RECORDED INFORMATION:
-- Opening Marker --

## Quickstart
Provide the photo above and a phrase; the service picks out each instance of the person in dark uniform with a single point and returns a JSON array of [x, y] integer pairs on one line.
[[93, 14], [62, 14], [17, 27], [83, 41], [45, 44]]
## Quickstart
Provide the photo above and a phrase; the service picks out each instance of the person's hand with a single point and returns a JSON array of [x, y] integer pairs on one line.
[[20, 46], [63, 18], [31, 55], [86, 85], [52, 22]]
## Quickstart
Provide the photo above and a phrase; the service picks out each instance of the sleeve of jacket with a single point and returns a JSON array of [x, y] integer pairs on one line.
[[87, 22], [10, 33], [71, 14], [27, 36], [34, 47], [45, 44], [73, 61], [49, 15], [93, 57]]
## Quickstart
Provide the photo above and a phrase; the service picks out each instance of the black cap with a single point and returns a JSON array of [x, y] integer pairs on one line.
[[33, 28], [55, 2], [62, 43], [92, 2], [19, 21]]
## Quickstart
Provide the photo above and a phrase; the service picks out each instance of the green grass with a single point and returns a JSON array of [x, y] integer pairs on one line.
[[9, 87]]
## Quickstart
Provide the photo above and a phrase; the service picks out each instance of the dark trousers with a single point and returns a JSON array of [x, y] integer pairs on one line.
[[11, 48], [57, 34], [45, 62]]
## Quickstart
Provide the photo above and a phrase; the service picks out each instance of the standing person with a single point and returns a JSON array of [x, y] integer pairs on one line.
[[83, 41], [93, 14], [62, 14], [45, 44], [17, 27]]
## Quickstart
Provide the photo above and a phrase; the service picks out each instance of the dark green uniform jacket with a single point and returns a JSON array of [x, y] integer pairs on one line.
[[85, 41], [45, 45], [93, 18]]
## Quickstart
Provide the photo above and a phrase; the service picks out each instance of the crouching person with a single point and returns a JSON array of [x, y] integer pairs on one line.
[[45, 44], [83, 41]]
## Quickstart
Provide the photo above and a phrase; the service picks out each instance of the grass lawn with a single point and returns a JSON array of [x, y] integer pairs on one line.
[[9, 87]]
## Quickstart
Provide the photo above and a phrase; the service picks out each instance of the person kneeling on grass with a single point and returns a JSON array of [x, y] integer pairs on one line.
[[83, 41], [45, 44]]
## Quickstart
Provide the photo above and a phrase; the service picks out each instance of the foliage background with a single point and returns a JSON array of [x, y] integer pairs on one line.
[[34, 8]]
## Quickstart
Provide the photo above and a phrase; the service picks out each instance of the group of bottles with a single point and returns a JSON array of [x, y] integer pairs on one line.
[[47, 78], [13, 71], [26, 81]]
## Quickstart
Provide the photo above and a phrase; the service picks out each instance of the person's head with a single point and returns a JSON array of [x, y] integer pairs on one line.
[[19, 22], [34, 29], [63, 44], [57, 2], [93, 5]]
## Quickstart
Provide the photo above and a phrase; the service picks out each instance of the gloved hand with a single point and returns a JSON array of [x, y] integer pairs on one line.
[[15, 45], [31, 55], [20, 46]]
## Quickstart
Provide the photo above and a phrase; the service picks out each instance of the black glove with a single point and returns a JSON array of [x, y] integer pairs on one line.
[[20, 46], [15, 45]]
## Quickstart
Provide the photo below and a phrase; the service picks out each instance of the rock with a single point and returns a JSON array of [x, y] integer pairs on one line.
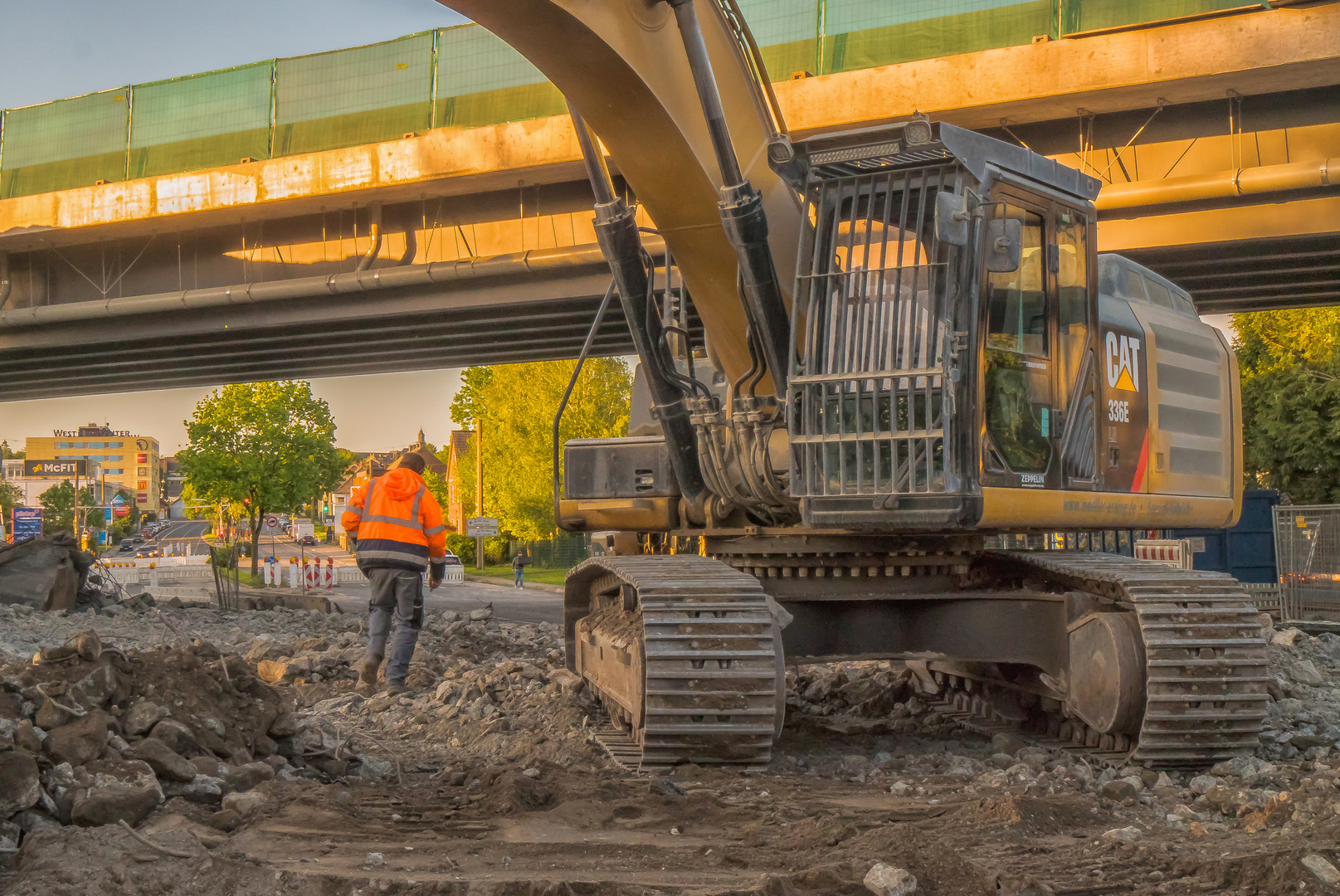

-- Closing Marker --

EXERCISE REQUIREMENTS:
When you copy the records above, keep every word exact and drop the pictures.

EXERCISE ANSWER:
## Quickstart
Provide the photo above and a phrase; the service picks out each instance of the person in dark uniform with a single point and returns a JSON array of [x, y] integer pairs on one line.
[[93, 14], [62, 14], [17, 27], [83, 41], [45, 44]]
## Quickstart
Provide the photo above and a phrase; the service picks out each instance of the person's hand with a single point and returns a JSON array of [x, y] integer pairs on one line.
[[20, 46], [63, 18], [31, 55], [86, 85], [52, 22]]
## Quickstart
Provide the photo above and a phrase; the service picks out each instance of the sleeve of jacket with a single point and returns a JSON array of [x, y] integer pairs on one line.
[[87, 22], [10, 33], [71, 14], [27, 36], [34, 47], [45, 44], [73, 61], [49, 15], [93, 57]]
## Quickstart
Provide the photo above and a phrase; the service picks out each instance of the black cap with a single point and returns a JSON array of [x, y] integer pairs on one line.
[[33, 28], [55, 2], [62, 43], [92, 2], [19, 21]]
## Quickstart
Provide the photo above and a phrase; the service picks out each instance of the green grass with a single point and returns a JSON array of [x, y] integer pairs on one line.
[[9, 87]]
## Quickstart
Provide the photo above and a phrase; the service picks out each instance of the dark trousers with a single point and returns a JSON array of [x, y] integer pairs on one line.
[[11, 48], [57, 34], [45, 62]]
## Quickstart
Provide the photo above and a phrase; the service picks out each instance of the standing person with a single point and returns a JSON array of [x, y] integer pairs on one line.
[[83, 41], [93, 14], [62, 14], [45, 44], [17, 27]]
## Quickstart
Provide the photo above and a phrase; the service picks out each instance of the dark green uniform jacket with a single point and returns a JSON array of [x, y] integer pairs on one line.
[[85, 41], [45, 45], [93, 18]]
## Quickstart
Provide the photo above and a phrase; the service picks out each instance of the crouching person with a single point and returns a JSON array of [x, y] integer pairs on one line.
[[45, 44], [83, 41]]
## Quickstart
Provide the photo above and a phrase; the service picks out each instance of the grass lawn with a single point and returns a JSON array of [x, y] integer pairs on one line.
[[9, 87]]
## Quickstart
Provide the photo above and a phrase; the service picks out each instance of the person kneeling on grass with a single point and returns a JSON array of [x, y] integer pairs on one line.
[[83, 41], [45, 44]]
## Quickstart
Provide the photo above and a phrase; the service picks out each instance of the foliage background with a single point and returns a JSON array of [x, y] integer pairs on one line.
[[34, 8]]
## Quickstart
Provide the photo above and a phrase; the service picks out each instance of the group of bottles with a single point and returns a JSON array of [x, y] integer pairs on one line.
[[47, 78], [13, 71], [26, 81]]
## Quickstart
Provide the photo above and a phrase; the service picks out each instance of the person's head with a single point and returns a JSON array of [x, y] integer pairs on one line.
[[19, 22], [34, 29], [63, 44], [57, 2], [93, 5]]
## Quickstart
Provide the photo above and a phrase; the service picks out each instance of the gloved hand with a single point and returns a JSON array of [x, y] integer pairs on one line.
[[15, 45], [31, 55], [20, 46]]
## Quickstart
Provide the photo above and a phrase; the service picks out each instance of the black glove with a single point and returns a JSON array of [x, y] integer pairs on one line.
[[20, 46], [15, 45]]
## Quickstart
Provide the photo below and a phrase; the service picks out each instance of the rock with a single point and returns a JSON array of [x, y] integer pairs on one line.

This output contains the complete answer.